* **EXERCISE 1**: In the warrant accounting passage, what was YA Global's original exercise price per share?

* **PAGE TEXT**:
** Start **
As a result of this adoption, certain warrants previously treated as equity pursuant to the derivative treatment exemption are no longer afforded equity treatment because these warrants have an adjustment provision applicable to the exercise price that adjusted the exercise price downward in the event we subsequently issued common stock, stock warrants, stock options or convertible debt with a stock price, exercise price or conversion price lower than YA Global’s exercise price, originally $2.00 per share. As a result, the warrants are not considered indexed to our stock, and as such, all future changes in the fair value of these warrants will be recognized currently in earnings in our consolidated statement of operations under the caption “Other income (expense) — Gain (loss) on warrant derivative liability” until such time as the warrants are exercised or expire.
** End **
* **INPUT ROWS**:
** Start **
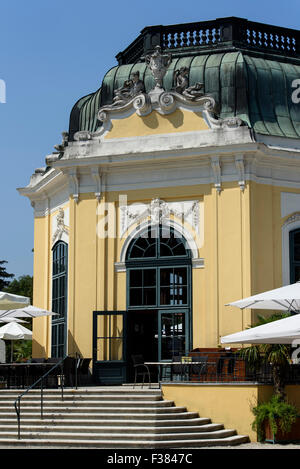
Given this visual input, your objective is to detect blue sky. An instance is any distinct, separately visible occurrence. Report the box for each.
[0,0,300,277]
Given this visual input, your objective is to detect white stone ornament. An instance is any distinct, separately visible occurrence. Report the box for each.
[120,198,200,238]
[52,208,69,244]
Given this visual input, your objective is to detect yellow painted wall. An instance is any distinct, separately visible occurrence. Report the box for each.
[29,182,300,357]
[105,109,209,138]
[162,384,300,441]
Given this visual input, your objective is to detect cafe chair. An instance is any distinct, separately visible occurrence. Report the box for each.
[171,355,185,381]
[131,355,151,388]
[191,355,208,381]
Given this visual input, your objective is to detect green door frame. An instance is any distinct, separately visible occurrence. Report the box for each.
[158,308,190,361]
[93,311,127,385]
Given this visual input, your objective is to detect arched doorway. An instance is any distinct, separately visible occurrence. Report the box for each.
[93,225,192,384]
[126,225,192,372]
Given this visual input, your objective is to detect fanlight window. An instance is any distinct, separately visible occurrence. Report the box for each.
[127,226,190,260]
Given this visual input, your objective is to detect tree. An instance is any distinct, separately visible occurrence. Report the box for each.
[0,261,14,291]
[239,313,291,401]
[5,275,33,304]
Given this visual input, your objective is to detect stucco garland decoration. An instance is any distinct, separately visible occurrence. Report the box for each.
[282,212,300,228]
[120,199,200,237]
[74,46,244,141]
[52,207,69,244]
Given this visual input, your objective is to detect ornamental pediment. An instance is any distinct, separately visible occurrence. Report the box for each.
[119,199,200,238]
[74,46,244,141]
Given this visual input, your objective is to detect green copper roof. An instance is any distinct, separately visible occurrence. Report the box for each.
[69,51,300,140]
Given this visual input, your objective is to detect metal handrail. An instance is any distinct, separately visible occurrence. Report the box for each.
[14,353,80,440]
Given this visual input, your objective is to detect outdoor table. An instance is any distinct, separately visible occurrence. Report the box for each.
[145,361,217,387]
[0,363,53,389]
** End **
** Start **
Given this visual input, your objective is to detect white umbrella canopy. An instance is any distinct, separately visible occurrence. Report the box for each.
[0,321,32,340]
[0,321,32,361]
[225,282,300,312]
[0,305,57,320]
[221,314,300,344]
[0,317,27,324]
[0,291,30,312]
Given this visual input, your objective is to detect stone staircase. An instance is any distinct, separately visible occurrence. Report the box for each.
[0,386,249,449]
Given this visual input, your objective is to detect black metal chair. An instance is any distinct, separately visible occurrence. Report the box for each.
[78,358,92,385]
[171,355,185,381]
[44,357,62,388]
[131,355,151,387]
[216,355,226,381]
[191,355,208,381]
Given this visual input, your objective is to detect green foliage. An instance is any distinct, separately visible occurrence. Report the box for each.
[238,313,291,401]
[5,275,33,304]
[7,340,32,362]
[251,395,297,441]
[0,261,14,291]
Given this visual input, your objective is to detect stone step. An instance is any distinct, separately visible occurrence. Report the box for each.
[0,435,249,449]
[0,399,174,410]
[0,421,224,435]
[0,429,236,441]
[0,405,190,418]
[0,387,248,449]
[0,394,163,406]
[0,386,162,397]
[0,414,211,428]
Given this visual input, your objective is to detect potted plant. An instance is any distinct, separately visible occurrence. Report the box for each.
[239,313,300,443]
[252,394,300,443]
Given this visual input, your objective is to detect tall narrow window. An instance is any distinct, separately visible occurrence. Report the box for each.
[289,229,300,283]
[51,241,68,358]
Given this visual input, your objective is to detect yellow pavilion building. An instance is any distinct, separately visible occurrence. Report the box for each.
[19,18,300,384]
** End **
** Start **
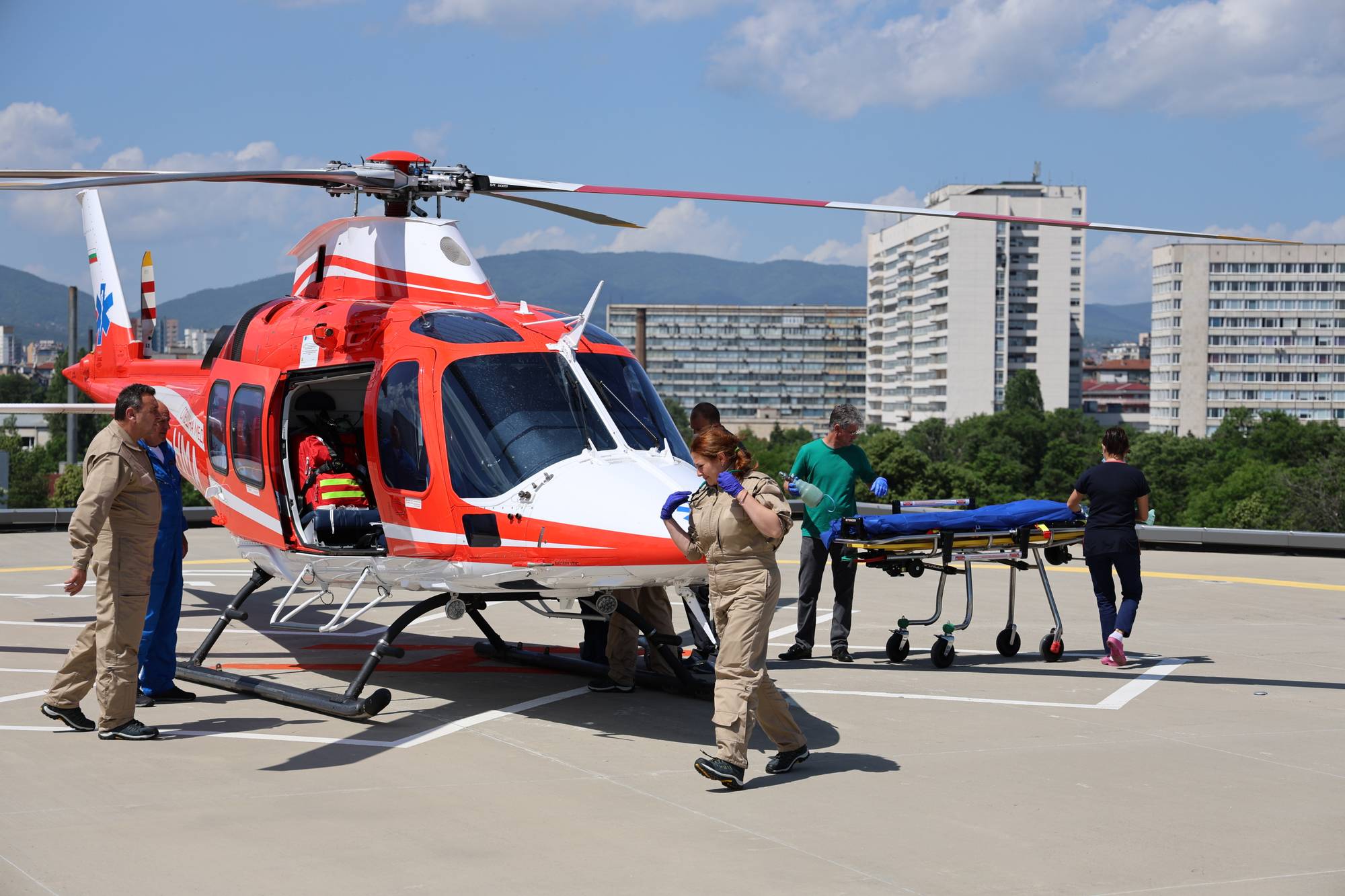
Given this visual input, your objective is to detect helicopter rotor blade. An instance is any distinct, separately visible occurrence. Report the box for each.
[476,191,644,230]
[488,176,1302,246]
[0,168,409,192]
** End **
* **EXERCISE 2**: Rewrite the entries from the line containing "Given this visual input, your objective is to detect tree." through the line containing "[0,363,53,389]", both lines included. Copy every line, and increase each bounding-box coordinate by 52.

* **FINISHED ANSWER 1**: $2.00 per share.

* **FINISHED ANSWER 2**:
Given this visual input, your objective is to detect tree. An instance is any distinct, separately visible occurrence. Report the box for each.
[52,313,66,343]
[291,365,343,453]
[57,327,85,356]
Given this visual input, your objective is to detect stucco garland decoration. An instance is any distinct, separately visible occurrence. Report the box for each.
[334,264,352,280]
[172,251,252,289]
[126,98,296,193]
[104,259,121,296]
Given this visual input, your objective is to detect ornamental pediment. An instance is any distinct, separately visible occurrence. Report the box for each.
[171,251,252,290]
[126,98,296,193]
Given this visual input, your objective is to detect green copper roof. An instance is any distinct, separately visible occurrence. Report the box for each.
[121,103,352,192]
Given this visual input, your objective is to detect metal handrail. An instance is any distinct, separately visible occurrence. Report the box for each.
[66,405,132,492]
Given this visual input, your objective is to detect outdoor table. An instance is any distinct, separately visible occurrence. Report the box for each.
[197,413,269,439]
[52,415,105,441]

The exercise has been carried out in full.